* **Work to complete**:
- A) Reproduce the downtown Detroit article from "You may have" through "core is ascendant.", starting at the first and ending at the second.
- B) Render this sentence from the downtown Detroit article into Spanish: "Campus Martius has become one of America's great urban squares."
- C) Write the next part of the downtown Detroit article, picking up right after its final sentence.

* **Text**:

>> Start

You may have heard about downtown Detroit's big comeback story. Campus Martius has become one of America's great urban squares. Demand for housing has outstripped supply for months. Major tech firms like Twitter are opening up offices in refurbished historic buildings. The Motor City's historic core is ascendant.
Yesterday, at an event hosted by Dan Gilbert of Rock Ventures LLC, downtown Detroit became the Rust Belt comeback kid to watch. Gilbert, who moved thousands of employees downtown from his company Quicken Loans' former headquarters in the suburbs, has bought more than a dozen downtown properties in recent years and is deeply invested in the revitalization of the district. He is a new kind of visionary who understands the fundamental value of great places, and the need to work with his fellow citizens to shape the city's future together, rather than imposing a singular vision from the top down. The movement that he has built is about turning everything in Detroit up-side down and reorienting the role of each player, from pedestrian to CEO, to maximize their contribution to the shared experience of the city.
Our own involvement in that movement began last September, when PPS joined Terremark Partners, Shook Kelley, and Gibbs Planning Group for a charrette organized by Rock Ventures. "We proposed developing a Placemaking vision for the major public spaces, and refining the plan through the Power of 10 concept," says Meg Walker, a Vice President at PPS who worked on the project. "That's been a key factor from the start. A lot of developers aren't as enlightened as Dan Gilbert...they wouldn't necessarily think about the glue that's holding this all together."

>> End

(Outline annotation records)
>> Start

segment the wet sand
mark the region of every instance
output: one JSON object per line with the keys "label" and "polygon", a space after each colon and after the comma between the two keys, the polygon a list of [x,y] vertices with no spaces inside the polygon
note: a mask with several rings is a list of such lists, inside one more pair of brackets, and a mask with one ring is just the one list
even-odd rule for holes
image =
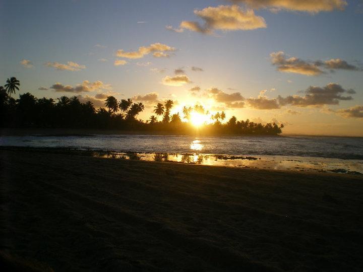
{"label": "wet sand", "polygon": [[363,269],[358,175],[0,154],[1,260],[9,265]]}

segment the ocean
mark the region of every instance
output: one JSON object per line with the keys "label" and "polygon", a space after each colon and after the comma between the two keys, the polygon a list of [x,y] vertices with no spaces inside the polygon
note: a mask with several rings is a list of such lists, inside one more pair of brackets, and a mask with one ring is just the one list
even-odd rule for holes
{"label": "ocean", "polygon": [[92,151],[95,156],[126,159],[363,173],[361,138],[29,135],[0,137],[0,146]]}

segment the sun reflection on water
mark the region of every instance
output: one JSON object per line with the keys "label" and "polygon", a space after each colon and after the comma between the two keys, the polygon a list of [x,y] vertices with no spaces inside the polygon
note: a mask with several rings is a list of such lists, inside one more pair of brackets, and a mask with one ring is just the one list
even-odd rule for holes
{"label": "sun reflection on water", "polygon": [[196,140],[193,141],[191,145],[191,149],[192,150],[200,151],[202,150],[203,145],[200,143],[200,141]]}

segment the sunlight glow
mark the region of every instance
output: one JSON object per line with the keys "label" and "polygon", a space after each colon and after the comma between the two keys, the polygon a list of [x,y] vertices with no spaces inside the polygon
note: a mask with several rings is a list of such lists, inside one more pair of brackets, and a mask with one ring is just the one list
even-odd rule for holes
{"label": "sunlight glow", "polygon": [[203,148],[203,145],[200,143],[199,140],[194,140],[191,145],[191,149],[195,151],[200,151]]}
{"label": "sunlight glow", "polygon": [[209,120],[209,118],[205,114],[202,114],[195,111],[191,112],[190,121],[195,126],[200,126],[208,122]]}

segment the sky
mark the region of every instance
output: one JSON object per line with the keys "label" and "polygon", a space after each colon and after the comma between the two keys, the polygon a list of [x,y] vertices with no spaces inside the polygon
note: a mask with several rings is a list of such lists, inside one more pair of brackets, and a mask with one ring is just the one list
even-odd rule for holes
{"label": "sky", "polygon": [[20,94],[96,107],[132,98],[144,120],[170,99],[172,113],[199,104],[287,134],[363,136],[360,0],[3,0],[0,10],[0,81],[16,77]]}

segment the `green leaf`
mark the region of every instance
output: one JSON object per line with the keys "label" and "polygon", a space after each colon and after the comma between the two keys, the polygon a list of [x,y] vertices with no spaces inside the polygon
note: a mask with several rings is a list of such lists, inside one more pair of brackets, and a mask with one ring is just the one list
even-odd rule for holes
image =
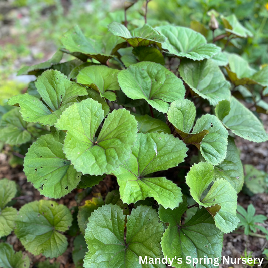
{"label": "green leaf", "polygon": [[211,59],[202,61],[182,60],[180,74],[184,81],[200,97],[212,105],[231,97],[230,84],[218,64]]}
{"label": "green leaf", "polygon": [[[122,43],[121,40],[112,35],[97,36],[90,38],[85,36],[78,25],[67,32],[62,37],[61,42],[66,49],[75,54],[82,53],[102,64],[113,57],[114,49]],[[115,50],[116,50],[116,49]]]}
{"label": "green leaf", "polygon": [[82,64],[82,61],[74,59],[63,63],[53,65],[51,69],[59,71],[64,75],[68,76],[73,69],[79,67]]}
{"label": "green leaf", "polygon": [[150,133],[151,132],[164,132],[171,134],[170,129],[162,120],[153,118],[148,115],[135,114],[135,118],[138,122],[138,133]]}
{"label": "green leaf", "polygon": [[245,165],[245,184],[253,194],[265,193],[268,189],[268,175],[252,165]]}
{"label": "green leaf", "polygon": [[181,188],[166,178],[147,175],[177,166],[186,156],[185,145],[171,135],[139,133],[132,150],[130,158],[113,172],[123,202],[152,197],[165,208],[177,207],[182,201]]}
{"label": "green leaf", "polygon": [[[214,183],[203,198],[203,193],[213,181]],[[239,220],[236,217],[236,191],[227,180],[214,179],[214,167],[212,164],[203,162],[194,164],[188,173],[186,182],[191,196],[213,216],[219,229],[229,233],[237,227]]]}
{"label": "green leaf", "polygon": [[227,100],[223,100],[219,102],[215,107],[216,116],[220,120],[222,121],[223,118],[229,114],[231,110],[230,102]]}
{"label": "green leaf", "polygon": [[244,184],[244,170],[239,152],[233,138],[228,138],[227,152],[225,159],[215,167],[215,176],[228,181],[239,193]]}
{"label": "green leaf", "polygon": [[27,130],[29,124],[23,121],[20,108],[11,110],[0,121],[0,141],[11,145],[20,145],[30,141],[31,134]]}
{"label": "green leaf", "polygon": [[101,104],[88,99],[67,108],[56,124],[68,131],[63,151],[83,174],[109,174],[129,158],[137,131],[135,117],[124,109],[114,110],[95,139],[104,118]]}
{"label": "green leaf", "polygon": [[94,210],[104,205],[103,198],[100,193],[96,194],[96,197],[86,200],[84,206],[79,207],[78,213],[78,224],[81,232],[84,235],[86,226],[88,223],[88,218]]}
{"label": "green leaf", "polygon": [[0,180],[0,237],[8,235],[14,228],[17,210],[5,207],[15,196],[16,192],[14,181],[6,178]]}
{"label": "green leaf", "polygon": [[214,44],[207,44],[202,34],[190,28],[165,25],[155,29],[167,38],[162,44],[163,49],[180,58],[202,60],[211,58],[221,50]]}
{"label": "green leaf", "polygon": [[80,234],[75,237],[73,241],[73,250],[72,251],[72,259],[77,267],[83,265],[83,259],[85,253],[87,252],[87,245],[85,242],[83,235]]}
{"label": "green leaf", "polygon": [[196,133],[206,130],[209,131],[200,144],[200,152],[206,161],[217,165],[226,156],[228,133],[217,117],[212,115],[203,115],[199,118],[193,130]]}
{"label": "green leaf", "polygon": [[25,75],[26,74],[29,74],[36,75],[37,76],[38,76],[39,74],[41,74],[40,72],[42,73],[44,70],[51,68],[51,66],[54,64],[59,63],[60,61],[62,59],[63,56],[63,53],[62,52],[58,50],[52,57],[51,59],[36,65],[25,66],[23,68],[22,68],[18,72],[17,75]]}
{"label": "green leaf", "polygon": [[82,70],[84,68],[86,67],[88,67],[90,66],[96,65],[95,63],[93,63],[92,62],[85,62],[82,64],[80,64],[79,66],[77,66],[71,71],[71,72],[69,74],[68,78],[69,79],[72,79],[73,80],[76,80],[77,75],[79,74],[80,71]]}
{"label": "green leaf", "polygon": [[[160,206],[159,210],[161,221],[168,223],[161,245],[164,256],[172,259],[182,258],[182,264],[175,260],[172,266],[176,268],[190,268],[193,264],[186,264],[186,257],[203,258],[197,268],[213,268],[214,259],[219,258],[220,263],[223,233],[215,226],[213,218],[203,208],[184,224],[182,225],[181,218],[187,209],[187,199],[183,198],[183,203],[173,210],[165,209]],[[206,262],[204,258],[212,258],[213,262]]]}
{"label": "green leaf", "polygon": [[89,175],[83,175],[81,178],[81,181],[77,185],[78,189],[87,188],[92,187],[102,181],[106,174],[99,176],[90,176]]}
{"label": "green leaf", "polygon": [[253,37],[252,33],[241,24],[234,14],[225,17],[222,16],[221,19],[225,28],[225,30],[229,35],[232,34],[238,37],[244,38]]}
{"label": "green leaf", "polygon": [[60,198],[70,193],[82,176],[63,153],[65,136],[63,131],[42,136],[32,144],[24,158],[28,181],[50,198]]}
{"label": "green leaf", "polygon": [[28,256],[23,258],[22,252],[16,252],[12,246],[6,243],[0,243],[0,267],[2,268],[29,268]]}
{"label": "green leaf", "polygon": [[11,98],[10,105],[19,104],[23,119],[26,122],[53,126],[62,111],[77,102],[78,96],[87,95],[86,90],[71,82],[58,71],[50,70],[43,72],[35,83],[43,102],[28,94]]}
{"label": "green leaf", "polygon": [[113,22],[108,25],[108,30],[114,35],[120,36],[131,46],[149,46],[159,44],[165,42],[166,38],[148,24],[134,30],[131,33],[128,29],[120,23]]}
{"label": "green leaf", "polygon": [[0,180],[0,211],[16,195],[16,183],[7,178]]}
{"label": "green leaf", "polygon": [[99,208],[91,214],[86,230],[89,251],[84,267],[164,268],[165,264],[139,264],[140,256],[162,257],[160,242],[164,228],[159,221],[156,211],[147,206],[133,209],[127,216],[116,205]]}
{"label": "green leaf", "polygon": [[116,96],[112,91],[120,89],[117,82],[119,72],[106,66],[86,67],[80,71],[77,77],[77,83],[86,85],[99,92],[102,97],[115,101]]}
{"label": "green leaf", "polygon": [[221,51],[216,54],[215,56],[213,56],[211,58],[211,60],[214,61],[218,66],[226,66],[228,63],[228,58],[224,54],[224,53]]}
{"label": "green leaf", "polygon": [[144,99],[154,108],[166,113],[168,102],[183,99],[183,82],[165,67],[154,62],[143,62],[131,65],[118,75],[123,92],[133,100]]}
{"label": "green leaf", "polygon": [[59,268],[60,263],[57,263],[56,262],[53,262],[51,264],[49,262],[49,260],[47,259],[43,262],[39,262],[37,264],[38,268]]}
{"label": "green leaf", "polygon": [[139,61],[151,61],[165,66],[164,56],[161,51],[155,47],[136,47],[134,48],[133,53]]}
{"label": "green leaf", "polygon": [[229,66],[225,67],[229,78],[236,86],[258,84],[268,86],[268,66],[258,71],[252,69],[248,62],[236,54],[228,53]]}
{"label": "green leaf", "polygon": [[24,205],[19,211],[14,232],[25,249],[36,256],[57,257],[66,250],[67,238],[61,233],[72,223],[71,213],[55,201],[40,200]]}
{"label": "green leaf", "polygon": [[178,133],[189,133],[196,118],[195,105],[187,99],[175,101],[168,109],[167,116]]}
{"label": "green leaf", "polygon": [[246,140],[261,142],[268,139],[262,124],[253,113],[235,97],[231,98],[231,110],[222,123],[235,134]]}

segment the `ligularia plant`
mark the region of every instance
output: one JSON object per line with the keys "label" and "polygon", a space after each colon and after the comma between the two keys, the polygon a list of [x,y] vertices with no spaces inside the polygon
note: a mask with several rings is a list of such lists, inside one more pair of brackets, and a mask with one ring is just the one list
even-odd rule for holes
{"label": "ligularia plant", "polygon": [[[237,20],[233,29],[233,17],[223,20],[230,21],[226,35],[251,35]],[[141,263],[146,256],[181,258],[172,265],[185,268],[187,256],[220,259],[224,233],[239,222],[244,176],[235,137],[268,139],[256,114],[233,94],[257,86],[265,95],[268,67],[252,69],[191,29],[155,24],[114,22],[104,36],[89,37],[75,26],[51,60],[21,70],[36,80],[9,100],[16,107],[0,121],[1,141],[31,144],[24,171],[44,196],[60,198],[107,175],[116,180],[105,200],[97,195],[77,208],[82,235],[73,259],[85,268],[165,267]],[[76,59],[60,63],[64,53]],[[17,216],[8,182],[0,181],[2,235],[16,224],[26,250],[63,253],[67,208],[40,200]],[[189,206],[196,210],[185,221]],[[196,267],[213,267],[202,261]]]}

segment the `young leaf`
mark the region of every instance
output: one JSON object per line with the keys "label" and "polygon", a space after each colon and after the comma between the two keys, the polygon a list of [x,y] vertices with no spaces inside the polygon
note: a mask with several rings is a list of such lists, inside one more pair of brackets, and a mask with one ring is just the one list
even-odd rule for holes
{"label": "young leaf", "polygon": [[2,116],[0,121],[0,141],[11,145],[20,145],[31,140],[27,130],[29,124],[24,121],[20,108],[15,107]]}
{"label": "young leaf", "polygon": [[[139,261],[140,256],[162,257],[160,242],[164,228],[159,221],[156,211],[145,206],[133,209],[130,216],[127,216],[116,205],[99,208],[91,214],[86,230],[85,237],[89,251],[84,260],[84,267],[156,267],[139,264]],[[157,264],[157,267],[165,266]]]}
{"label": "young leaf", "polygon": [[15,182],[6,178],[0,180],[0,237],[8,235],[14,228],[17,210],[5,207],[15,196],[16,192]]}
{"label": "young leaf", "polygon": [[80,71],[77,77],[77,83],[86,85],[99,92],[101,97],[110,101],[115,101],[116,96],[112,91],[120,89],[117,82],[119,72],[106,66],[86,67]]}
{"label": "young leaf", "polygon": [[40,200],[24,205],[19,211],[14,232],[25,249],[36,256],[57,257],[67,249],[68,230],[72,217],[67,207]]}
{"label": "young leaf", "polygon": [[119,72],[118,82],[123,92],[133,100],[144,99],[153,108],[166,113],[169,105],[183,99],[185,88],[173,73],[154,62],[143,62]]}
{"label": "young leaf", "polygon": [[262,124],[233,96],[231,98],[230,112],[222,121],[235,134],[246,140],[261,142],[268,139]]}
{"label": "young leaf", "polygon": [[223,100],[219,102],[219,103],[215,107],[215,114],[216,116],[220,120],[222,121],[223,118],[225,117],[231,110],[231,107],[230,106],[230,101],[227,100]]}
{"label": "young leaf", "polygon": [[225,30],[229,35],[232,34],[244,38],[253,37],[252,33],[241,24],[234,14],[226,17],[222,16],[221,19],[225,27]]}
{"label": "young leaf", "polygon": [[45,70],[50,69],[53,65],[59,63],[60,61],[62,59],[63,56],[63,53],[60,50],[58,50],[52,57],[51,59],[36,65],[25,66],[22,68],[18,72],[17,75],[25,75],[26,74],[29,74],[38,76],[41,75],[42,72]]}
{"label": "young leaf", "polygon": [[24,158],[23,171],[27,180],[50,198],[60,198],[70,193],[82,176],[63,153],[65,136],[63,131],[42,136],[32,144]]}
{"label": "young leaf", "polygon": [[135,119],[138,122],[138,133],[164,132],[171,134],[170,129],[162,120],[153,118],[148,115],[135,114]]}
{"label": "young leaf", "polygon": [[130,156],[137,135],[135,117],[124,109],[114,110],[96,139],[104,118],[101,104],[88,99],[67,108],[56,124],[59,129],[68,131],[63,151],[83,174],[109,174]]}
{"label": "young leaf", "polygon": [[58,71],[43,72],[35,83],[42,101],[28,94],[11,98],[10,105],[19,104],[22,118],[26,122],[53,126],[62,111],[77,102],[78,96],[87,95],[86,90],[73,82]]}
{"label": "young leaf", "polygon": [[22,252],[16,252],[12,246],[6,243],[0,243],[0,267],[3,268],[29,268],[28,256],[23,257]]}
{"label": "young leaf", "polygon": [[226,156],[228,131],[216,116],[209,114],[203,115],[197,120],[193,133],[204,130],[208,131],[209,133],[202,140],[200,152],[207,161],[217,165]]}
{"label": "young leaf", "polygon": [[165,208],[177,207],[182,201],[181,188],[166,178],[147,175],[177,166],[186,156],[185,145],[167,134],[139,133],[132,150],[130,158],[113,172],[123,202],[152,197]]}
{"label": "young leaf", "polygon": [[[203,192],[210,184],[214,183],[202,198]],[[207,162],[194,164],[186,177],[194,199],[213,216],[216,226],[223,232],[229,233],[237,227],[239,221],[236,217],[237,195],[227,180],[214,179],[214,167]]]}
{"label": "young leaf", "polygon": [[165,65],[164,56],[157,48],[151,47],[136,47],[133,53],[138,57],[139,61],[151,61]]}
{"label": "young leaf", "polygon": [[241,191],[244,184],[244,170],[234,140],[230,136],[228,138],[226,157],[223,162],[215,167],[214,170],[216,178],[225,178],[237,193]]}
{"label": "young leaf", "polygon": [[113,35],[104,37],[95,37],[90,38],[85,36],[78,25],[67,32],[62,37],[61,42],[66,49],[77,56],[77,52],[86,55],[105,64],[109,59],[113,58],[112,54],[115,52],[115,48],[122,43],[120,38]]}
{"label": "young leaf", "polygon": [[131,46],[149,46],[159,44],[165,42],[166,38],[147,24],[135,29],[131,33],[128,29],[120,23],[113,22],[108,25],[108,30],[114,35],[120,36]]}
{"label": "young leaf", "polygon": [[167,38],[162,44],[163,49],[180,58],[202,60],[211,58],[221,50],[214,44],[207,44],[202,34],[190,28],[165,25],[155,29]]}
{"label": "young leaf", "polygon": [[[164,256],[172,259],[182,258],[182,264],[175,260],[172,266],[176,268],[191,268],[193,264],[186,264],[187,256],[203,258],[197,267],[212,267],[214,259],[221,257],[223,233],[215,226],[211,215],[203,208],[198,210],[196,214],[184,224],[182,225],[181,218],[187,209],[187,199],[183,198],[183,203],[173,210],[165,209],[160,206],[159,210],[161,220],[168,223],[165,231],[161,245]],[[204,258],[212,258],[213,262],[204,263]],[[220,262],[220,261],[219,261]]]}
{"label": "young leaf", "polygon": [[104,205],[102,196],[99,193],[98,194],[96,197],[93,197],[91,200],[86,200],[84,206],[79,207],[77,216],[78,224],[81,232],[84,235],[88,223],[88,218],[91,213],[99,207]]}
{"label": "young leaf", "polygon": [[217,63],[211,59],[202,61],[182,60],[180,74],[184,81],[200,97],[212,105],[231,97],[230,84]]}

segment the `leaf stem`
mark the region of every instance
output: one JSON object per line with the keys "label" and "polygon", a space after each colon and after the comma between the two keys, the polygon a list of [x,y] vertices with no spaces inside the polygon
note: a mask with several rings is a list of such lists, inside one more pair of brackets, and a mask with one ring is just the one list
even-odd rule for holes
{"label": "leaf stem", "polygon": [[152,116],[152,117],[153,118],[154,118],[154,115],[153,114],[153,108],[151,107],[150,104],[149,105],[149,107],[150,107],[150,111],[151,111],[151,115]]}
{"label": "leaf stem", "polygon": [[145,5],[145,14],[144,14],[144,19],[145,20],[145,23],[147,23],[147,12],[148,11],[148,3],[150,0],[146,0],[146,4]]}
{"label": "leaf stem", "polygon": [[196,203],[196,204],[194,204],[194,205],[192,205],[192,206],[189,206],[189,207],[187,207],[187,209],[191,209],[191,208],[193,208],[194,207],[196,207],[198,205],[198,204],[197,203]]}

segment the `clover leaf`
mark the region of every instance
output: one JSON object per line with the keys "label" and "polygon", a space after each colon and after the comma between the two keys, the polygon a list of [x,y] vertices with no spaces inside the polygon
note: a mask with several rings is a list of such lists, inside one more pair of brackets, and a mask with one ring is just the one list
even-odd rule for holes
{"label": "clover leaf", "polygon": [[163,133],[139,133],[132,150],[130,158],[113,172],[123,202],[130,204],[152,197],[165,208],[177,207],[182,201],[181,188],[165,177],[147,175],[181,163],[187,151],[183,142]]}
{"label": "clover leaf", "polygon": [[70,193],[82,176],[63,153],[65,136],[63,131],[42,136],[32,144],[24,158],[27,180],[41,194],[50,198],[60,198]]}
{"label": "clover leaf", "polygon": [[108,25],[108,30],[114,35],[120,36],[126,40],[131,46],[149,46],[153,44],[159,45],[165,42],[166,38],[159,34],[147,24],[136,28],[130,33],[127,27],[116,22]]}
{"label": "clover leaf", "polygon": [[67,238],[61,233],[71,225],[67,207],[55,201],[40,200],[24,205],[19,211],[14,232],[26,250],[36,256],[57,257],[67,249]]}
{"label": "clover leaf", "polygon": [[0,267],[3,268],[29,268],[28,256],[23,257],[22,252],[16,252],[12,246],[6,243],[0,243]]}
{"label": "clover leaf", "polygon": [[218,64],[212,59],[202,61],[182,60],[180,74],[197,95],[208,100],[212,105],[231,97],[230,84],[226,81]]}
{"label": "clover leaf", "polygon": [[[186,263],[187,256],[203,258],[201,263],[197,265],[199,268],[212,268],[214,259],[221,259],[223,233],[216,227],[213,218],[204,208],[198,209],[188,221],[182,224],[181,217],[187,209],[185,196],[183,202],[173,210],[160,206],[159,217],[169,224],[161,241],[163,253],[171,259],[182,258],[181,264],[176,260],[173,263],[172,266],[176,268],[193,267],[193,264]],[[204,263],[204,257],[206,260],[212,258],[213,262]]]}
{"label": "clover leaf", "polygon": [[142,62],[119,72],[118,82],[123,92],[133,100],[144,99],[154,108],[166,113],[168,102],[184,98],[183,82],[164,66]]}
{"label": "clover leaf", "polygon": [[139,264],[140,256],[162,257],[160,242],[163,231],[158,214],[151,207],[140,206],[126,216],[117,205],[99,208],[92,213],[85,231],[89,251],[84,267],[164,268],[165,264]]}
{"label": "clover leaf", "polygon": [[28,122],[39,122],[53,126],[62,111],[77,102],[78,96],[87,95],[86,90],[71,82],[58,71],[49,70],[43,72],[35,83],[43,101],[28,93],[11,98],[10,105],[18,104],[23,119]]}
{"label": "clover leaf", "polygon": [[77,77],[77,83],[87,85],[99,92],[102,97],[115,101],[116,96],[112,91],[120,89],[117,82],[119,72],[106,66],[86,67],[80,71]]}
{"label": "clover leaf", "polygon": [[207,44],[202,34],[190,28],[165,25],[155,29],[167,38],[162,44],[163,49],[180,58],[202,60],[211,58],[221,50],[214,44]]}
{"label": "clover leaf", "polygon": [[[216,226],[223,232],[229,233],[237,227],[239,222],[236,217],[237,194],[228,181],[217,180],[214,176],[213,166],[200,162],[191,168],[186,182],[191,196],[199,205],[207,208],[213,216]],[[213,185],[203,197],[203,193],[213,181]]]}
{"label": "clover leaf", "polygon": [[83,174],[109,174],[130,157],[137,131],[134,116],[124,109],[114,110],[95,137],[104,118],[101,105],[87,99],[67,108],[56,124],[67,131],[63,151]]}
{"label": "clover leaf", "polygon": [[7,178],[0,180],[0,237],[8,235],[14,228],[17,210],[7,205],[15,196],[16,192],[15,182]]}

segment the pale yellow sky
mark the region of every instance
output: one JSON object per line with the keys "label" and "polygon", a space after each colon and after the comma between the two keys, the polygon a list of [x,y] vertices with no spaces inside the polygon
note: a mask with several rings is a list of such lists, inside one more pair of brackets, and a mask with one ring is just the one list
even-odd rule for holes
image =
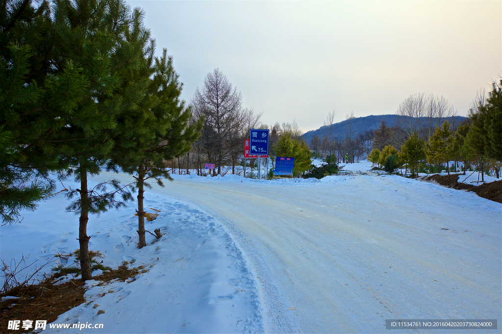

>> End

* **Results**:
- A)
You may have heard about downtown Detroit's big comeback story. Campus Martius has become one of America's great urban squares. Demand for housing has outstripped supply for months. Major tech firms like Twitter are opening up offices in refurbished historic buildings. The Motor City's historic core is ascendant.

- B) Campus Martius se ha convertido en una de las grandes plazas urbanas de Estados Unidos.

- C)
The Power of 10 framework suggests that a great city needs at least ten great districts, each with at least ten great places, which in turn each have at least ten things to do. Great public spaces produce an energy and enthusiasm that spills over into surrounding areas. By being conscious of this and planning for it from the start, Placemakers can speed up the process of revitalization by making sure that the key places within their district complement each other and great a major regional destination. That is the promise of the Placemaking vision for downtown Detroit. It is a grand experiment made up of many small, human-scaled parts: the largest full-scale Power of 10 exercise undertaken yet.
And of course, the citizens of Detroit have played a fundamental role in shaping the plan and identifying the attractions and uses that they want to see in their downtown. "The people in Detroit love their city so passionately," says PPS president Fred Kent, who presented the public space plans at Rock's unveiling event yesterday. "It's unlike any other city I've ever been to. When people love Detroit, they really love it. That's what makes it such an ideal place to try something like this. Dan's vision has been to get everyone involved, and tap into that love that Detroiters have for their city. Revitalizing cities around place is all about the community organizing, and his passion for that, and understanding of it, is truly revolutionary."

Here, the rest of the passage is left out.